__Work instructions__
Could you return all of the records exactly, minus their images?

__Supplied entries__
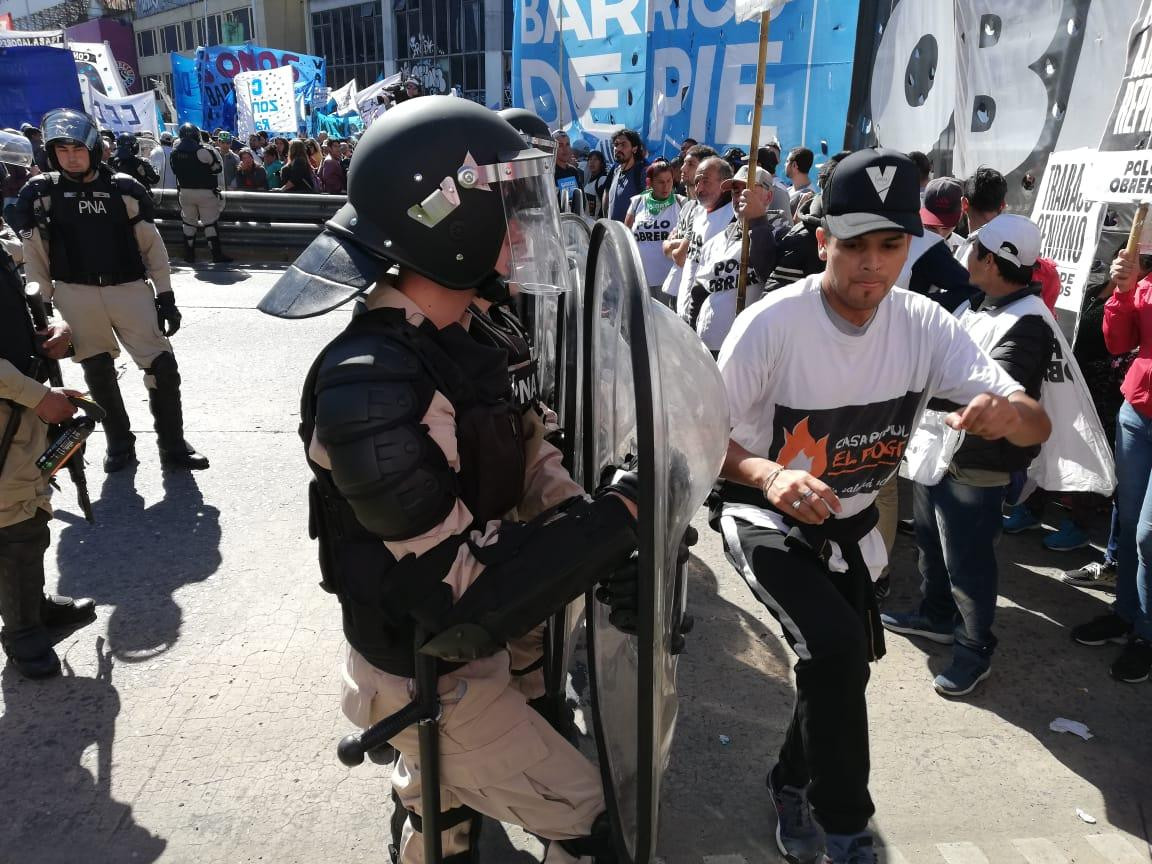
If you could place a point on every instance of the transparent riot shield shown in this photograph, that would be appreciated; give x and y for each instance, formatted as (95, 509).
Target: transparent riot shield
(652, 399)
(566, 369)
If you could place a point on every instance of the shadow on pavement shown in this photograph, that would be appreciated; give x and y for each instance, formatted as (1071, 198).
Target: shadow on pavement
(136, 559)
(54, 810)
(734, 711)
(1038, 674)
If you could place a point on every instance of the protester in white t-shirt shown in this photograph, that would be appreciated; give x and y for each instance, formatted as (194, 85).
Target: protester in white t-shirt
(826, 380)
(710, 217)
(712, 305)
(652, 215)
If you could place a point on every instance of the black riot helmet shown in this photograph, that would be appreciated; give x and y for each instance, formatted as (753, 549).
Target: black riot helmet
(439, 204)
(535, 130)
(66, 126)
(127, 145)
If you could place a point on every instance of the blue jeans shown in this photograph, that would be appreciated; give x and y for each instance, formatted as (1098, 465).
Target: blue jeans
(956, 530)
(1134, 520)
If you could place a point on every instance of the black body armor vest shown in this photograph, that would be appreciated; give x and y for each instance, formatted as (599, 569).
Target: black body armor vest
(90, 236)
(17, 339)
(499, 327)
(378, 595)
(190, 172)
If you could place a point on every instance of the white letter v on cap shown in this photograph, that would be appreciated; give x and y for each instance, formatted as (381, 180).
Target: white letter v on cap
(881, 179)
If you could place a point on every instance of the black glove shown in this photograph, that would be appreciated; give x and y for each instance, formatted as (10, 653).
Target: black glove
(620, 590)
(167, 316)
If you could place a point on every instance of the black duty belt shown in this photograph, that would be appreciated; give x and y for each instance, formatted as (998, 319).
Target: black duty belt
(104, 279)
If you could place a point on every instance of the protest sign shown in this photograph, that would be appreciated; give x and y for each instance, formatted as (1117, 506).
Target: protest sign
(54, 38)
(1070, 226)
(130, 114)
(688, 69)
(265, 101)
(1122, 172)
(95, 61)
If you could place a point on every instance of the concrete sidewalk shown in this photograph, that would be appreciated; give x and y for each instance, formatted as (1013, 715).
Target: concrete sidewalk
(198, 717)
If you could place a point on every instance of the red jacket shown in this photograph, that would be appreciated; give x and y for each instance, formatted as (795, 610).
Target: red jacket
(1128, 326)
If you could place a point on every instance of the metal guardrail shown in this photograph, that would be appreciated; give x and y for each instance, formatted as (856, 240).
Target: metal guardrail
(262, 206)
(255, 226)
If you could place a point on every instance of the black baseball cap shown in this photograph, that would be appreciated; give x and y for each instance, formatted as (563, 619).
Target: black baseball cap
(873, 190)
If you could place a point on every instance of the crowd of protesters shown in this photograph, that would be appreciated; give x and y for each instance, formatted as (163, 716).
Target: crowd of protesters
(683, 212)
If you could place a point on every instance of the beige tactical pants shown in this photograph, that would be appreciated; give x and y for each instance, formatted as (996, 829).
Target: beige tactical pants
(105, 317)
(199, 205)
(23, 489)
(497, 755)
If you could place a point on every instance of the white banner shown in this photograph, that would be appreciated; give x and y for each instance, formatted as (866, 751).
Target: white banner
(1121, 176)
(265, 101)
(1069, 220)
(130, 114)
(345, 98)
(9, 38)
(750, 9)
(96, 62)
(370, 101)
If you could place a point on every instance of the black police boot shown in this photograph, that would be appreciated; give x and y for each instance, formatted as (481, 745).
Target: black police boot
(24, 639)
(63, 615)
(168, 416)
(100, 373)
(218, 256)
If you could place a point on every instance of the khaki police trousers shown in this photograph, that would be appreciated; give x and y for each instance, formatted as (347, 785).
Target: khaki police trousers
(497, 755)
(105, 317)
(23, 489)
(201, 205)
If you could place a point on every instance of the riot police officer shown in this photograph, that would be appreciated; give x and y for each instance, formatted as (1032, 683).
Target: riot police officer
(89, 244)
(27, 407)
(198, 172)
(423, 474)
(127, 160)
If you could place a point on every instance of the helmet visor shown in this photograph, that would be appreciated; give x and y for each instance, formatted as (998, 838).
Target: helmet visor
(70, 126)
(15, 150)
(538, 263)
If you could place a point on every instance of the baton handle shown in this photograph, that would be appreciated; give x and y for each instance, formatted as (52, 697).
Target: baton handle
(1134, 237)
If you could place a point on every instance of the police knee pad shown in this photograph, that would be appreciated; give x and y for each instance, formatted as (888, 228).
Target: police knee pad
(598, 843)
(163, 373)
(99, 366)
(451, 819)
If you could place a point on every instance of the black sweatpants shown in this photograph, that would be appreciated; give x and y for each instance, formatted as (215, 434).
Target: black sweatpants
(826, 745)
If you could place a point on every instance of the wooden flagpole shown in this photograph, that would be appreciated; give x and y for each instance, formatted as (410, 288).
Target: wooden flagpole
(757, 113)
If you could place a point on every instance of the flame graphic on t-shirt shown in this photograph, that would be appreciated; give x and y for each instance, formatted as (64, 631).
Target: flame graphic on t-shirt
(802, 452)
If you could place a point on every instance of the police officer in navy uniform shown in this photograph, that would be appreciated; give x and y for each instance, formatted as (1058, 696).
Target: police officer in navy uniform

__Finished task__
If you could place a point on every instance of the transparent riot shield shown in this photograph, that would be appreciated; give x and y for each instance, formatted as (95, 509).
Target: transparent riot shield
(652, 399)
(566, 369)
If you could place a point on every instance of the shadow on pavement shown in this photograph, that would be appreciated; give x and y for each instance, formatted as (1071, 198).
Target: shadow on pavement
(136, 559)
(54, 810)
(734, 711)
(1038, 674)
If you could place a point on every instance of the protester in white t-shirt shown in this photograph, that would be appreciated; give x and y for each instance, formatted as (194, 85).
Target: protester in white t-shirt
(826, 380)
(710, 217)
(712, 305)
(652, 215)
If you could place a point on every instance of the black riot helmet shown in this photograph, that would be appreciated; give x and y for each instance, formatted as (753, 549).
Target: black riot helmet
(439, 204)
(535, 130)
(66, 126)
(127, 145)
If you could place a point on every instance of the blue jeans shown in this photograph, that would be appreciated; give x and y for each instance, formatted as (1098, 465).
Target: blue jeans
(956, 530)
(1134, 520)
If you could place a point on every instance of the black body armor vest shown in this photograph, that would be appreciated; give x and y for each instance, formatted as (599, 569).
Target: black body armor vest
(90, 236)
(17, 339)
(499, 327)
(378, 595)
(190, 172)
If you could place a point on every instance of the white letter v on cap shown in this photograph, that would be appreciated; give x and y for each instance, formatted as (381, 180).
Target: white letter v on cap
(881, 179)
If you could place a point on every instance of the black glove shown in this photograph, that would be appreciated; give x and y for each instance, formatted as (10, 653).
Target: black glove
(620, 590)
(167, 316)
If you could place a point on every instance of the black duty belt shown in this photograph, that would be appreciated; give x and y for each instance, formatted as (998, 319).
Target: black duty belt
(104, 279)
If you could place a point on every instance of the protest sign shown in this photograph, that would be appreciated; give x and y for each instance, formatted as (1117, 506).
Target: protest sign
(54, 38)
(1070, 226)
(130, 114)
(688, 69)
(265, 101)
(1122, 172)
(95, 61)
If you could place a point on every instance of the concrete sidewalk shown in this photograph, that would be appreciated; give x and y for each instance, formatted as (1013, 715).
Target: concrete sidewalk
(198, 717)
If you could place a point on every instance of the red jacket shown in this photograph, that would be appreciated; give x and y for each instance, formatted as (795, 610).
Target: red jacket
(1128, 326)
If you could place a point on every instance of the metal guardrail shown in this photograph, that would be appreciated; give x and y for each instance, formatted as (856, 240).
Target: metal guardrail
(262, 206)
(255, 226)
If you could place a point on every instance of the black baseball cap shown in this photograph, that would be appreciated; give x and y for each instance, formatted as (563, 619).
Target: black baseball cap
(873, 190)
If you could place a point on every instance of the crowd of protesters shown in this photograph, that would be appreciated; give x and y for each instance, formatted as (163, 716).
Target: crowd of protesters
(683, 212)
If you could place a point on every instance of the beige tactical pants shown in this photograph, that would be appreciated; give x and y for each instance, formatted as (996, 829).
Target: beige tactical pants
(105, 317)
(199, 205)
(23, 489)
(497, 755)
If you could place a point on every instance of the white banner shown in this photograph, that would be appreciated; give x and y for each instance, formatted as (866, 751).
Target: white banner
(1121, 176)
(265, 101)
(1069, 220)
(130, 114)
(345, 98)
(9, 38)
(750, 9)
(96, 62)
(370, 101)
If you could place a point on every instance of the black police boot shown in this photograph, that would be appreciated; give x and y for each instance, formatted as (481, 745).
Target: black police boot
(24, 639)
(63, 615)
(168, 416)
(100, 373)
(218, 256)
If you could place a point on every instance of the khaki police trousers shown in this photograph, that would be appreciated; give x and y for each instance, formatted as (347, 785).
Target: khaki police trousers
(497, 755)
(105, 317)
(23, 489)
(201, 205)
If you could place a point on every instance of the riot police officer shown in this photograph, that would be appreciated; give x and y for each instance, formatted as (1032, 683).
Target: riot police officer
(89, 244)
(27, 407)
(198, 172)
(423, 474)
(127, 160)
If you could place a point on every instance of the helmet visor shown in this photograph, that would be appreciated; give x and y for each instance, formatted as (998, 838).
Target: helmet visor
(70, 126)
(15, 150)
(538, 263)
If you could place a point on every instance of the baton handle shown in this photograph, that would be appreciated; give x and y for each instance, formatted as (52, 697).
Target: baton handle
(1134, 237)
If you could place a point on every instance of the police knee pad shown in this photograph, that would be appreciated; give x and y for each instance, formatted as (888, 228).
Target: police knee pad
(598, 843)
(163, 373)
(99, 366)
(451, 819)
If you could place a point on every instance of the black sweatpants shown in this photograph, that would be appreciated; give x and y for each instance, formatted as (215, 434).
Target: black sweatpants
(826, 745)
If you could place a point on every instance of the wooden flagpole shown in this photograph, that would be appreciated; give x and y for each instance, formatted as (410, 288).
Target: wooden flagpole
(757, 113)
If you could place a point on every instance of the flame graphic on t-shirt shown in this photograph, that would be appreciated; give x and y for each instance, formatted as (64, 631).
Target: flame graphic on t-shirt
(802, 452)
If you could place a point on every instance of the police officer in navy uniform shown in this photograph, that would be appreciated; give x and y for each instance, formatted as (1058, 696).
Target: police officer in navy uniform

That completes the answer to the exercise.